- Excerpt provided
↓

Flashcards: Print, cut out and use the provided language/concept flashcards (or design your own with participants!) that accompany each session to help children explore key vocabulary and images. These cards can be used to help early learners better understand language and concepts (e.g., PreK-Grade 2). They can also assist students in later grades who have language and literacy challenges, and are useful for students whose first language is not English. Participants can use them to help build their vocabularies, and/or make a mix and match game with them to connect and organize concepts (e.g., low impact materials= bamboo). (Available for download at the top of this page.)

 

Planning For Tough Talks: Young Learners, Eco-Anxiety, and Trauma-Informed Practice

Many parents, educators and doctors have identified increased levels of eco-anxiety among young people around the subject of climate change. In each session, there is the potential for students to have difficult questions (e.g., concerning climate change, rising seas, animal endangerment, human displacement, climate migrants). It is important to recognize also, that educators may have students in their classes who have experienced trauma related to climate change (e.g., dangerous weather, natural disasters, displacement, and homelessness). For these sessions, we recommend that teachers follow the principles of trauma-informed practice in this context:

  • Plan for Talk: Map out your objectives for the playshop discussions beforehand (what do you want students to know/learn/be able to express), and have resources (multi-literature, age-appropriate) at hand. Think about the kinds of questions children may ask and prepare for those.
  • Inform: Advise parents that you are discussing these issues, and share playshop materials so that they can follow up with children at home 
  • Create a safe learning environment: Ensure that students can see each other during discussions if possible, and provide them with different ways to explore/discuss ideas (e.g., In pairs, in small groups, whole groups). Establish a safe signal that students can use to tell you if they become uncomfortable during a talk (this can be a silent signal: a finger on the lips; a raised hand;  hands over the ears). Allow children who use the signal to ask a question, take a break (e.g., in a ‘peace’ corner with a book, a fidget or self-soothing object, or a task to help manage emotions such as drawing or writing) and follow up with them when you can to discuss their feelings/concerns.
  • Introduce discussion by first soliciting children’s knowledge: What do they know about the playshop subject? What do they want to know? Avoid overwhelming students with too much information that may be distressing or that is beyond what they need to know about a given issue.

↑

(Position identification records)
↓

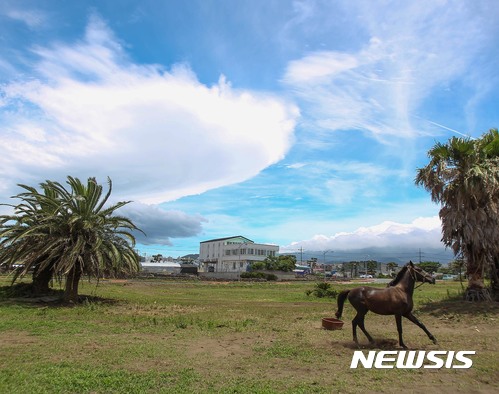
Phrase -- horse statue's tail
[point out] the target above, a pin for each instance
(341, 300)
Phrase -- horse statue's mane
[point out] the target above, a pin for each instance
(398, 277)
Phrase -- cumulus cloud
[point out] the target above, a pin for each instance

↑

- What to work on
Continue the excerpt on planning tough talks with young learners, picking up after its last sentence.

- Result for this exercise
  • Circle back: Recognize that tough talks do not resolve issues in a given moment, often they must reoccur over many learning opportunities to validate children’s emotions, reinforce ideas, and allow young learners to digest/explore difficult or distressing concepts. 

 

II.Conducting the Playshops

To Prepare:

  1. Read through the session activity guide, choose which book you will read-aloud (see suggested titles in bibliography), and prepare for a discussion (see guidance for talks in Introduction).
  2. Print copies of the session activity guide for each student, or make digital copies available that they can access and work with through an online platform (e.g., if using a digital copy, children can use the online text for instruction and make their drawing on an actual piece of paper).
  3. Prepare the materials you will need to provide for the hands-on activity (see the activity guide).

 

In the Playshop: Listen, Read & Draw, Make!

Each playshop session can be conducted in one block of time for older learners (e.g., Over 1.5 hours with breaks), or broken up into smaller sessions over a period of days/ weeks for younger learners (e.g., one or two 30 min sessions each day). Educators should choose which structure best suits their participants (depending on age range, ability, class size).

A. LISTEN (Timeframe: approx. 30 min)

Teachers can encourage responses and discussion to many different kinds of picture books to help children understand ideas related to each session. See the following individual session guides for suggestions on how to initiate conversation around sample texts. 

B. READ & DRAW (Timeframe: approx. 30 min)

  • Read aloud, or have students read, the session activity guide (e.g., independently, in pairs, or in groups)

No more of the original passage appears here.